▶ [Written problem 1]
Output the stretch of the MULTIVAC setup excerpt from "3. Other downloads" through "the MULTIVAC repository.", copied word for word.

▶ [Excerpted text]
'''
3. Other downloads and dependencies
  * The [Stanford Core NLP](https://stanfordnlp.github.io/CoreNLP/download.html) toolset needs to be downloaded and installed. **Be sure to follow the setup instructions** to ensure proper install for this to work.
  * The [GloVe pre-trained data](http://nlp.stanford.edu/data/glove.42B.300d.zip) need to be downloaded and placed in the `data_dir` as defined in `settings.py` in the top-level directory of the MULTIVAC repository. 
  * Have [R](https://cran.r-project.org/) installed on your machine; part of MULTIVAC's code reaches back into R.

Finally, QG-Net specifically, but the project overall, works on a GPU. **The QG-Net portion of code will not work unless on a GPU** (tested with an Nvidia Quadro Pro-4000 card) but other pieces, especially the Markov logic network (MLN) will have dramatically reduced performance on a CPU. Also note, end-to-end, this will take approximately 60 hours to complete. 

## Piece-by-piece execution
If one chooses not to replicate the entire pipeline, then below are pieces to step in and out of particular pieces, given data pre-compiled by Gallup. These files can be accessed through a public, non-secure FTP site hosted at Gallup. Navigate to ftp://ftp.gallup.com in a web browser. You will be promopted for credentials that Ben Ryan will have sent over. From there, navigate to the `aske` folder where you will see all of the various inputs and outputs of the MULTIVAC system. The instructions are as follows with what to do with these data:
* Scraping
  * Inputs: There are no inputs per se, since this first step instantiates MULTIVAC by scraping articles from the internet from arXiv, Springer, and PubMed around the epidemilogy topic of choice for MULTIVAC.
  * Outputs: The `20181212.json` file encompasses all of the scraped data and are used by the parsing step.
* Parsing
  * Inputs: The `20181212.json` file.
  * Outputs: The `articles-with-equations.json` and the files in the `dim_files` directory. The JSON file is used with GloVe modeling and QG-Net, which the DIM files are used with the MLN.
* GloVe modeling
  * Inputs: The `articles-with-equations.json` file.
  * Outputs: The `da_embeddings.txt` file. This is a domain-adapted word embeddings used in QG-Net.
* QG-Net
  * Inputs: The `da_embeddings.txt` and the `articles-with-equations.json` files.
  * Outputs: The `input.txt` is a processed version of data that is fed through QG-Net itself and the `output_questions_QG-Net.pt.txt` is a set of questions from QG-Net.
* MLN
  * Inputs: The files in the `dim_files` directory.
'''
▶ [Written problem 2]
Extract every line of the entries below that contains the string "this", matching case exactly.

▶ [Dataset content]
'''
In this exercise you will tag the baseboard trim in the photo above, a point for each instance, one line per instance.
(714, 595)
'''
'''
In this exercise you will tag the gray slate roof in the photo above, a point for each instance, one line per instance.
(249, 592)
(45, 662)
'''
'''
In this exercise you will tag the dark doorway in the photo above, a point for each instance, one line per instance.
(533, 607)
'''
▶ [Exercise solution 1]
3. Other downloads and dependencies
  * The [Stanford Core NLP](https://stanfordnlp.github.io/CoreNLP/download.html) toolset needs to be downloaded and installed. **Be sure to follow the setup instructions** to ensure proper install for this to work.
  * The [GloVe pre-trained data](http://nlp.stanford.edu/data/glove.42B.300d.zip) need to be downloaded and placed in the `data_dir` as defined in `settings.py` in the top-level directory of the MULTIVAC repository.

▶ [Exercise solution 2]
In this exercise you will tag the baseboard trim in the photo above, a point for each instance, one line per instance.
In this exercise you will tag the gray slate roof in the photo above, a point for each instance, one line per instance.
In this exercise you will tag the dark doorway in the photo above, a point for each instance, one line per instance.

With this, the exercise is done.